Referring expression data:
.....
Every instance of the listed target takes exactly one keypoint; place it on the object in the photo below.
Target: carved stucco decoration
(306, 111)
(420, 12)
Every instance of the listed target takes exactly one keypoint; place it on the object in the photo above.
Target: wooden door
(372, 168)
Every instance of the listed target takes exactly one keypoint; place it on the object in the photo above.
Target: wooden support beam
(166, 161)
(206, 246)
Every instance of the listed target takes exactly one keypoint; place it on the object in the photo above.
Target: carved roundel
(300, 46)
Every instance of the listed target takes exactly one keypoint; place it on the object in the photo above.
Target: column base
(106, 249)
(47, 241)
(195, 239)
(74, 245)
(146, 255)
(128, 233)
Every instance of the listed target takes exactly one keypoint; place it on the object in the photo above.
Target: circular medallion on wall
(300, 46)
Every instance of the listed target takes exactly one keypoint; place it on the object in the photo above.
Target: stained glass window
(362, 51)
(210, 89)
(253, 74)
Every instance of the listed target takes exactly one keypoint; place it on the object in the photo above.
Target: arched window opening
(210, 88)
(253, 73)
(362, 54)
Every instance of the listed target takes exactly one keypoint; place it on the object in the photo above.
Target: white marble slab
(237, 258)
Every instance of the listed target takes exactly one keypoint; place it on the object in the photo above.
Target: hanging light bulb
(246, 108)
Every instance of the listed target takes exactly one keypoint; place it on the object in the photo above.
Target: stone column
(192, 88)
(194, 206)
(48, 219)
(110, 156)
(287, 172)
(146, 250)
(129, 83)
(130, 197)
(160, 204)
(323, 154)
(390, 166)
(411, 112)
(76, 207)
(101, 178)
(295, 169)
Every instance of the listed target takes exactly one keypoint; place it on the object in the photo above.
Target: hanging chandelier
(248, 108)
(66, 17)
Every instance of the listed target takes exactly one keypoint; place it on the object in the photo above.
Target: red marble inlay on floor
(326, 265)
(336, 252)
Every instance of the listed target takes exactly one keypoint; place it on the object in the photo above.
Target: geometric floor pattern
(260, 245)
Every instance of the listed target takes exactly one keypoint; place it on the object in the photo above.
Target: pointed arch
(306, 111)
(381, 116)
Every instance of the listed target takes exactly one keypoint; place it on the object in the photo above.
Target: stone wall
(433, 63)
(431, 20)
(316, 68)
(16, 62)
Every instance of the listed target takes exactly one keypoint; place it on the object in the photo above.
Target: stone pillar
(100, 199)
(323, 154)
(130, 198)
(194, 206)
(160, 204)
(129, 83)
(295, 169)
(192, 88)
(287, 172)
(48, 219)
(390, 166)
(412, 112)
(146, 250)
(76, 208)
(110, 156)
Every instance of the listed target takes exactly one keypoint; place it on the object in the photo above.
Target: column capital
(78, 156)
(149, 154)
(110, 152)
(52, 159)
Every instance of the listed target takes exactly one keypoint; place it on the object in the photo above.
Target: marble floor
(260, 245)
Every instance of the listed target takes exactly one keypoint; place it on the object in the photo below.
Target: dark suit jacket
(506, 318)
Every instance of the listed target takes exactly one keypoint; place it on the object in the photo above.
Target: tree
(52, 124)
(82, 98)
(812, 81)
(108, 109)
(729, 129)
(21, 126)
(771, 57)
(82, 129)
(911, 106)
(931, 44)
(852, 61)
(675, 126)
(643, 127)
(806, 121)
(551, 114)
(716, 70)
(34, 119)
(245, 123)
.....
◆ DESCRIPTION OF THE TASK
None of the records may be left out; each is to be restated exactly.

◆ TASK OUTPUT
Every instance of the listed target takes exactly one keypoint; place it on the object in the photo below.
Target: carved stucco decoration
(306, 111)
(420, 12)
Every instance of the listed target takes exactly one keypoint; place it on the object in the photo above.
Target: wooden door
(372, 168)
Every instance of the listed target takes exactly one keypoint; place it on the object in the photo above.
Target: wooden support beam
(166, 161)
(206, 246)
Every instance of the listed target takes exactly one keypoint; place it on the object in the photo above.
Target: carved roundel
(300, 46)
Every instance of the listed target takes exactly one keypoint; place it on the object in the photo above.
Target: column base
(106, 249)
(47, 241)
(195, 239)
(74, 245)
(146, 255)
(128, 233)
Every instance of the listed target takes exactly one keypoint; place it on the object in the photo above.
Target: circular medallion on wall
(300, 46)
Every instance of the listed target takes exactly one keypoint; place it on the object in the photo above.
Target: stained glass window
(362, 51)
(210, 89)
(253, 74)
Every instance of the listed target takes exactly one keypoint; place it on the object in the photo above.
Target: arched window opening
(210, 88)
(253, 73)
(362, 54)
Every instance of the listed target takes exactly one keypoint; place it on the object in the photo above.
Target: white marble slab
(237, 258)
Every instance of the listed target takes exactly one keypoint; place it on the object in the photo above.
Target: hanging light bulb
(246, 108)
Every instance of the listed target takes exactly one keypoint; place it on the object in the photo above.
Target: stone column
(192, 88)
(194, 206)
(48, 219)
(110, 156)
(287, 172)
(146, 250)
(129, 83)
(130, 197)
(160, 204)
(323, 154)
(390, 166)
(411, 112)
(76, 207)
(101, 178)
(295, 169)
Every instance of the listed target takes exactly one keypoint; place it on the object in the photo above.
Target: hanging chandelier
(248, 108)
(66, 17)
Every instance of the listed target takes exactly one keypoint; place it on the object in the photo above.
Target: red marble inlay on floor
(326, 265)
(336, 252)
Every instance of the listed target takes exactly one keypoint; place it on the object in the photo above.
Target: geometric floor pattern
(260, 245)
Every instance of the listed target takes exactly one keypoint; place it on the object in the photo above.
Target: pointed arch
(306, 111)
(381, 116)
Every instance of the listed target takes exactly one keypoint; place it on the object in the photo above.
Target: stone wall
(433, 63)
(431, 20)
(316, 68)
(16, 62)
Every instance of the listed target takes exactly one keypoint; place it on the object in the photo above.
Target: stone pillar
(100, 199)
(323, 154)
(130, 198)
(194, 206)
(160, 204)
(129, 83)
(295, 169)
(192, 88)
(287, 172)
(48, 219)
(390, 166)
(412, 112)
(146, 250)
(76, 208)
(110, 156)
Every instance of the listed target takes exactly one keypoint; place it on the object in the photo above.
Target: column capital
(78, 156)
(149, 154)
(110, 152)
(52, 159)
Every instance of the listed target takes exactly one keypoint; place it on the object in the photo above.
Target: marble floor
(260, 245)
Every instance of the listed target takes exactly one keypoint; place it on the object in the photo below.
Target: dark suit jacket
(506, 318)
Every instance of the listed target takes exactly one keypoint; place it on the object in the photo above.
Target: tree
(52, 124)
(82, 98)
(812, 81)
(108, 109)
(729, 129)
(21, 126)
(771, 57)
(82, 129)
(911, 106)
(931, 44)
(852, 61)
(675, 126)
(643, 127)
(806, 121)
(551, 114)
(716, 70)
(34, 119)
(245, 123)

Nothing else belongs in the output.